■ Task to carry out ■
Format every line of the rows, from the line containing "spot the stone block" through the last line of the rows, as a numbered list, and omit any blank lines.

■ Pointing dataset records ■
##########
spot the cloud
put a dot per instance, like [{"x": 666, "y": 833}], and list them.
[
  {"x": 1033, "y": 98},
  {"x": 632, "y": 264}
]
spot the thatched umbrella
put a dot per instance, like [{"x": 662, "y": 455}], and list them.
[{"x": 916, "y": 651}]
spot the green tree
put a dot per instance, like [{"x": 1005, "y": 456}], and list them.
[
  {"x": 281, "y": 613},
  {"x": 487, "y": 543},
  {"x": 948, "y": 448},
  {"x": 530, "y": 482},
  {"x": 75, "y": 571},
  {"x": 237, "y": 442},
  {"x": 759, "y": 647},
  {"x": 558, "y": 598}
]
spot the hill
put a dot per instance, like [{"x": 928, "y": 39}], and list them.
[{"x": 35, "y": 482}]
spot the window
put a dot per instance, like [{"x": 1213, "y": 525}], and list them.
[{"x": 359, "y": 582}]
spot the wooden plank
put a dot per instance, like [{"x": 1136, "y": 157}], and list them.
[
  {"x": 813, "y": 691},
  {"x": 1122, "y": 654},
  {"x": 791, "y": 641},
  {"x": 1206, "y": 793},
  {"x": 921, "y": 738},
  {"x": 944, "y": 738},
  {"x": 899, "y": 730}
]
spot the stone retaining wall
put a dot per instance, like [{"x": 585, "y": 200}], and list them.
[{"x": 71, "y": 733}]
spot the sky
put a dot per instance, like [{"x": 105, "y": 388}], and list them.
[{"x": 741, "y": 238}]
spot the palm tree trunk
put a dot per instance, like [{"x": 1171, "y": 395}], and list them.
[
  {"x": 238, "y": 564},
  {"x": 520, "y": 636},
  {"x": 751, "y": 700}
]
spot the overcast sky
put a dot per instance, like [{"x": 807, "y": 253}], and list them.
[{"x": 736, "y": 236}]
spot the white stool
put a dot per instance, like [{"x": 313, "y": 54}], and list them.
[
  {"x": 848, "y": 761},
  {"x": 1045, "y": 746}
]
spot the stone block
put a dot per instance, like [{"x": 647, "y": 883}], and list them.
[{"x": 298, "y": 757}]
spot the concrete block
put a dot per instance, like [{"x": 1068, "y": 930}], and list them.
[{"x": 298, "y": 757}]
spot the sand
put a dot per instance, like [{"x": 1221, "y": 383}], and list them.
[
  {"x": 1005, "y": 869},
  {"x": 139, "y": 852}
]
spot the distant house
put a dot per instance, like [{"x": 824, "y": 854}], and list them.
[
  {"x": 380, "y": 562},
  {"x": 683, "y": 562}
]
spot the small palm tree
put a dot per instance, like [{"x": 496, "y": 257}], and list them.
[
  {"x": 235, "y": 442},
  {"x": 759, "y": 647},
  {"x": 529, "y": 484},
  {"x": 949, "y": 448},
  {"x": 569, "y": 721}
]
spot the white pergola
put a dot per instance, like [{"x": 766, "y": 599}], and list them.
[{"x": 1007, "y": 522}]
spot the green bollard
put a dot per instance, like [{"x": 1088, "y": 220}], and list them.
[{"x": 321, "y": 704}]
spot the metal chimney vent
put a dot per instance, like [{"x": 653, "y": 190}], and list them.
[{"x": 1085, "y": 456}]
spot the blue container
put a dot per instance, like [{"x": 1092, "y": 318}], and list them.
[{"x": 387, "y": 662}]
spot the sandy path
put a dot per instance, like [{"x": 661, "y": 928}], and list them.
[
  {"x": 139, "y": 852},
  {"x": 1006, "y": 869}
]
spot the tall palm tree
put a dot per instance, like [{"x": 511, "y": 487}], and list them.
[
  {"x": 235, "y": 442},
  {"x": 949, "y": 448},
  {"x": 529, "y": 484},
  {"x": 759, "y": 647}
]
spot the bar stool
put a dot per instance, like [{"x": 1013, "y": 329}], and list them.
##########
■ Result of the task ■
1. spot the stone block
2. put a dot per instance, like [{"x": 647, "y": 883}], and list them.
3. [{"x": 298, "y": 757}]
4. spot the concrete block
5. put a dot per instance, like [{"x": 1068, "y": 930}], and list them.
6. [{"x": 298, "y": 757}]
7. spot the sand
8. put a dot per instance, like [{"x": 1221, "y": 383}], and list them.
9. [
10.   {"x": 1005, "y": 869},
11.   {"x": 139, "y": 852}
12. ]
13. spot the distant house
14. put a dot per instance, like [{"x": 824, "y": 854}], and list them.
15. [
16.   {"x": 380, "y": 562},
17.   {"x": 683, "y": 562}
18. ]
19. spot the small palm tree
20. put a dot per instance, like [{"x": 496, "y": 257}], and list them.
21. [
22.   {"x": 235, "y": 442},
23.   {"x": 759, "y": 647},
24.   {"x": 529, "y": 484},
25.   {"x": 949, "y": 448},
26.   {"x": 569, "y": 721}
27. ]
28. spot the white pergola
29. put a dot per instance, like [{"x": 766, "y": 599}], and list them.
30. [{"x": 1007, "y": 522}]
31. spot the green bollard
32. put a dot per instance, like [{"x": 1088, "y": 220}], and list them.
33. [{"x": 321, "y": 704}]
34. spot the metal chimney vent
35. put a dot per instance, like [{"x": 653, "y": 190}], and list them.
36. [{"x": 1085, "y": 456}]
37. spot the blue container
38. put a dot per instance, like [{"x": 1092, "y": 318}], and list them.
39. [{"x": 387, "y": 662}]
40. spot the sandy path
41. put a dot per instance, like [{"x": 661, "y": 928}], and list them.
42. [
43.   {"x": 139, "y": 852},
44.   {"x": 1006, "y": 869}
45. ]
46. spot the tall palm tree
47. put a dot per instance, like [{"x": 511, "y": 487}], and list them.
48. [
49.   {"x": 235, "y": 442},
50.   {"x": 949, "y": 448},
51.   {"x": 529, "y": 484},
52.   {"x": 759, "y": 647}
53. ]
54. spot the bar stool
55. put a dot per instance, like [{"x": 1013, "y": 329}], and list them.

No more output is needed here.